§ INFORMATION GIVEN
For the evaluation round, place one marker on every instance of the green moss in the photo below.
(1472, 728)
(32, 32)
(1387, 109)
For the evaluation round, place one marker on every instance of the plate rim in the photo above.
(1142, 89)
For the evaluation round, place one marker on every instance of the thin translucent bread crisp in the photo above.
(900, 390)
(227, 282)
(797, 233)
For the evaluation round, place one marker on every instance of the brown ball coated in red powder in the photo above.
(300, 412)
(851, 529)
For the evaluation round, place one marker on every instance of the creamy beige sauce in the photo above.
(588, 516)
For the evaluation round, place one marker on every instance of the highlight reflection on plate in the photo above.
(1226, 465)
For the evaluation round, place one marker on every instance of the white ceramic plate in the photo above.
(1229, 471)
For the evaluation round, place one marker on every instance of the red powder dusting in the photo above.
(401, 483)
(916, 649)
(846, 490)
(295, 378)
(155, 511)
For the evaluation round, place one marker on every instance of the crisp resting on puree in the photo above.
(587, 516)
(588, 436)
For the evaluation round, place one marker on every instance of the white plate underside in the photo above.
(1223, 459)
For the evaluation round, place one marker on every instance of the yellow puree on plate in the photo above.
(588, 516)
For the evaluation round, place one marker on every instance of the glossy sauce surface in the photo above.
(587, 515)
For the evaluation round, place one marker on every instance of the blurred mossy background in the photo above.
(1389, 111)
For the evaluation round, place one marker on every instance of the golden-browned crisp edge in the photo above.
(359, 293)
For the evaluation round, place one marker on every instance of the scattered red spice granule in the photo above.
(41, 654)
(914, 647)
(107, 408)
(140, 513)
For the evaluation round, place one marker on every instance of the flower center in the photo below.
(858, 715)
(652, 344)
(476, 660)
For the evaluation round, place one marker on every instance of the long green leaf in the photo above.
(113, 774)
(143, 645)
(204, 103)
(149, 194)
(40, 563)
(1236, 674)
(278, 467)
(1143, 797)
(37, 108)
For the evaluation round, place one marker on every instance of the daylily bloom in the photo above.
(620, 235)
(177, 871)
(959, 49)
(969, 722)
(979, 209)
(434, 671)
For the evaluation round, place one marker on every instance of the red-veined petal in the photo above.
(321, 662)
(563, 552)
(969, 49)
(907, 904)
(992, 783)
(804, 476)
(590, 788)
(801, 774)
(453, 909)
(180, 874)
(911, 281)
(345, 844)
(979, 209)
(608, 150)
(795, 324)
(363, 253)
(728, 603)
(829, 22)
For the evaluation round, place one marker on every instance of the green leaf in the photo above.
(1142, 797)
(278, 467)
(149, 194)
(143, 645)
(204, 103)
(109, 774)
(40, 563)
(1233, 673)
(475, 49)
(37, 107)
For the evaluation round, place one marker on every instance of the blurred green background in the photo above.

§ THE PROBLEM
Please retype, exactly as written, every line from the line containing "puree in the photo above." through the last line of the records above, including both of those lines, and nothing else.

§ SOLUTION
For the evaluation round, place one marker on every instance of the crisp resting on puree in the photo above.
(587, 516)
(588, 436)
For the evaluation round, place one marker on every instance of the white plate underside in the photo above.
(1223, 459)
For the evaluation round, place one marker on every instance of the yellow puree on plate in the photo above.
(588, 516)
For the evaluation round, place one marker on every instance of the glossy sauce surface in the photo above.
(587, 515)
For the evaluation round, place one marker on every instance of the blurred mossy background in the photo above.
(1389, 111)
For the evaluation round, place one marker on every instance of the golden-browned crisp edge in the photo above.
(359, 293)
For the evaluation round, place one marker on every instance of the scattered red spice granule in the photo above.
(41, 654)
(914, 647)
(107, 408)
(140, 513)
For the evaluation round, place one marker on every instance of the flower center in the photo below.
(858, 715)
(652, 344)
(476, 660)
For the evaluation round, place one marker on every instance of the long green leaf in the photo above.
(113, 774)
(143, 645)
(204, 103)
(149, 194)
(40, 563)
(1236, 674)
(278, 467)
(1143, 797)
(37, 108)
For the evaluation round, place one marker on every instance of the daylily bloom in the photo above.
(620, 235)
(177, 871)
(959, 49)
(969, 722)
(979, 209)
(434, 671)
For the evaluation round, place one marker on every instance of the red-veined petal in the photo above.
(321, 662)
(563, 552)
(969, 49)
(907, 904)
(992, 783)
(804, 476)
(590, 788)
(801, 774)
(453, 909)
(180, 874)
(911, 281)
(345, 844)
(979, 209)
(608, 150)
(795, 324)
(363, 253)
(728, 603)
(829, 22)
For the evaluation round, place one marker on every instance of the green leaf in the photo above.
(1142, 797)
(278, 467)
(149, 194)
(143, 645)
(204, 103)
(109, 774)
(40, 563)
(1233, 673)
(475, 49)
(37, 107)
For the evaluation round, place one marker on every instance of the blurred green background in the photo above.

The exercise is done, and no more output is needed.